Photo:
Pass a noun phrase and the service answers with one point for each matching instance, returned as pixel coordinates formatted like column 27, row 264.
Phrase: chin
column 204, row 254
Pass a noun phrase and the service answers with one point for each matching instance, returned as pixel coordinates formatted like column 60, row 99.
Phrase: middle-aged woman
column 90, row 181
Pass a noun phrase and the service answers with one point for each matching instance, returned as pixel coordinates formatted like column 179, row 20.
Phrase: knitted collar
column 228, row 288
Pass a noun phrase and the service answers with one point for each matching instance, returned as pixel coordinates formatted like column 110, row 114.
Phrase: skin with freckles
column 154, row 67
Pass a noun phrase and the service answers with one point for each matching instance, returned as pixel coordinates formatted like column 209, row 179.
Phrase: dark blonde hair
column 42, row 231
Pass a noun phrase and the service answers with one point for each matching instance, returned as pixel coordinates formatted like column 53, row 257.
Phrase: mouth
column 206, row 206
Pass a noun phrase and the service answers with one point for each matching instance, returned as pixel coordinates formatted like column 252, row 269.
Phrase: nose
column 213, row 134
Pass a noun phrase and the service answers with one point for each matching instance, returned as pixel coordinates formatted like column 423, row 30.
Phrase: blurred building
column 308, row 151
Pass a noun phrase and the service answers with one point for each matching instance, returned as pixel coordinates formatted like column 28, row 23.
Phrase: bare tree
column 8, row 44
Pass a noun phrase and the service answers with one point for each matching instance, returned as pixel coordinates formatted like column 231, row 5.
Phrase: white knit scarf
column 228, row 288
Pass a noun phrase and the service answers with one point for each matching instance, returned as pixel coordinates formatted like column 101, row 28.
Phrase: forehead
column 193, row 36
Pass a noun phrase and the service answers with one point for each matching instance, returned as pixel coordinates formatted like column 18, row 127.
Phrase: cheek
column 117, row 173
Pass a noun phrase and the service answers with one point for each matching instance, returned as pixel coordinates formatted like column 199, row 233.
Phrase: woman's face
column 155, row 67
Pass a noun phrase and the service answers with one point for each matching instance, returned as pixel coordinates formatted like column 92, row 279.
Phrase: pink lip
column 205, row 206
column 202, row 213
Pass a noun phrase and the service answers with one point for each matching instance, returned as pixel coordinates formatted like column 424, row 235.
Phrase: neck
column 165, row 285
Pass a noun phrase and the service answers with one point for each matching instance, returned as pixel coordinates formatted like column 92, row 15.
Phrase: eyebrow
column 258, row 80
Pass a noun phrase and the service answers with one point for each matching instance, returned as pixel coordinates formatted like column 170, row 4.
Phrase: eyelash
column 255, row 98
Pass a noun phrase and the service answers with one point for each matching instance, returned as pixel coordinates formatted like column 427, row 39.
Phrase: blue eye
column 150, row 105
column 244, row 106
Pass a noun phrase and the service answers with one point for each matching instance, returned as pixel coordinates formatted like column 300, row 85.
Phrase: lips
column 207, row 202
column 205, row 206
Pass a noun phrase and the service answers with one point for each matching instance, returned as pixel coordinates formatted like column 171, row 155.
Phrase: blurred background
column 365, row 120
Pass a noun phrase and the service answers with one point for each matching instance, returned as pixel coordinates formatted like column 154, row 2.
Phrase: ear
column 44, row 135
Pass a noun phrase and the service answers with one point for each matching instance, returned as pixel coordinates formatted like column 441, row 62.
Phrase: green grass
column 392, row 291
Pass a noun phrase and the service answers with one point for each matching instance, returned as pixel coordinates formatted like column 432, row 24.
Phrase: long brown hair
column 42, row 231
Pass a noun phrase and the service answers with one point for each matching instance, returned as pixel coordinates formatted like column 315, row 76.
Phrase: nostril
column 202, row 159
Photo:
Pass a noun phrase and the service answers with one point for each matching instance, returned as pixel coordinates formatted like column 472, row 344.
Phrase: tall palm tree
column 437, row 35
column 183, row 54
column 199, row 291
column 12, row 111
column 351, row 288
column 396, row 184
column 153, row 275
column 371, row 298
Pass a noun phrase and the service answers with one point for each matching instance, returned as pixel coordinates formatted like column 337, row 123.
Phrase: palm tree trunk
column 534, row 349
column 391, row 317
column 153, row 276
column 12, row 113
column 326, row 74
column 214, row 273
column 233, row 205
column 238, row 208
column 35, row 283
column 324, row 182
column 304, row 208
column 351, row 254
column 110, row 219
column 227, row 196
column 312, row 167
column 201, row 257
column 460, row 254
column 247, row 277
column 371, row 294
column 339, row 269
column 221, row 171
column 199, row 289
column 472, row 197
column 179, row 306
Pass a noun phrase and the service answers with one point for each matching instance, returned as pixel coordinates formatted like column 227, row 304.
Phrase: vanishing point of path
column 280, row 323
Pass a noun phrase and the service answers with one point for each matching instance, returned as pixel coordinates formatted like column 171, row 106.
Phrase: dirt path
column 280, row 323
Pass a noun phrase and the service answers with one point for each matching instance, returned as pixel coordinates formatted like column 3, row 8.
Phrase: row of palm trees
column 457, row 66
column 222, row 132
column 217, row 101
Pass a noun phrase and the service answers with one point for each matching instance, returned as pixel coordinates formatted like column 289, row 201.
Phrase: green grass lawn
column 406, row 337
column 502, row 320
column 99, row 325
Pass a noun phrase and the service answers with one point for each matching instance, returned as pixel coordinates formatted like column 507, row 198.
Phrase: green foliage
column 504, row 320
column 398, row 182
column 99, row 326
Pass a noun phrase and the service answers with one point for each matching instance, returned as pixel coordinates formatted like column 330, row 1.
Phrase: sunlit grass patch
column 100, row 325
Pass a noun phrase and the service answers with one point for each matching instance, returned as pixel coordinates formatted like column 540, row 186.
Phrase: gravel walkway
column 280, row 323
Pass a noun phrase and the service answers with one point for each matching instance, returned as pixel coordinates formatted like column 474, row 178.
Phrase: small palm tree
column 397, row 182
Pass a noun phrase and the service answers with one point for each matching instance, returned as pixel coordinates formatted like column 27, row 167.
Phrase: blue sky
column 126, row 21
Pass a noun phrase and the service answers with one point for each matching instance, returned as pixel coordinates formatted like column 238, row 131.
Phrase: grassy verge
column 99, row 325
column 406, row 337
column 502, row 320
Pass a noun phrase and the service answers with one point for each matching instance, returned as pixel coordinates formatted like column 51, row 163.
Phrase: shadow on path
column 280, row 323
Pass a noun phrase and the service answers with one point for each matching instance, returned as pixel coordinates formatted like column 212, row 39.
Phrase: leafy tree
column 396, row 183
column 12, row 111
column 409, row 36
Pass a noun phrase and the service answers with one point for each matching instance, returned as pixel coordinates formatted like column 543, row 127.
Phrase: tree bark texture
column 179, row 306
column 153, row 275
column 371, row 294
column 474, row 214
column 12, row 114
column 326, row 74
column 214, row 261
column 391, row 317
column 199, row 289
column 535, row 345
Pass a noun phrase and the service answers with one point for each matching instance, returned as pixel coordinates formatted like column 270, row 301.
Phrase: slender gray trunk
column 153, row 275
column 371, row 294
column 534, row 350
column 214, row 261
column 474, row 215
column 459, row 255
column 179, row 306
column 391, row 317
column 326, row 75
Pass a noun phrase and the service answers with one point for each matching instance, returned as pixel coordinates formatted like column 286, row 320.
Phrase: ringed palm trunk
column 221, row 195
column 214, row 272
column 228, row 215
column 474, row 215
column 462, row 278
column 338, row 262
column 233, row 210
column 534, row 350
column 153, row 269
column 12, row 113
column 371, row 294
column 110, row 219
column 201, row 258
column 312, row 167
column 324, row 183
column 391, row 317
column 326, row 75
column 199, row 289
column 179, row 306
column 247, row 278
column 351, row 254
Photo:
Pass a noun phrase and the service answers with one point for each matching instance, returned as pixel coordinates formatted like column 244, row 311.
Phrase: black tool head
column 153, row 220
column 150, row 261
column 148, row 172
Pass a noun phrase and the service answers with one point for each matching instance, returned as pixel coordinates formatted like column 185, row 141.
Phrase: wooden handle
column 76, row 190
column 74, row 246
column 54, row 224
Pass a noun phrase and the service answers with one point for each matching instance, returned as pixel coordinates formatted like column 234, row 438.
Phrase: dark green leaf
· · · ·
TASK STATEMENT
Return, without any change, only the lines from the one containing "185, row 141." through the last line of the entries above.

YOUR SOLUTION
Pass a noun phrase and the service answers with one point for each matching instance, returned as pixel coordinates formatted like column 185, row 141.
Phrase: wooden handle
column 76, row 190
column 74, row 246
column 54, row 224
Pass a noun phrase and the service answers with one point for each matching instance, returned as pixel coordinates formatted like column 234, row 438.
Phrase: dark green leaf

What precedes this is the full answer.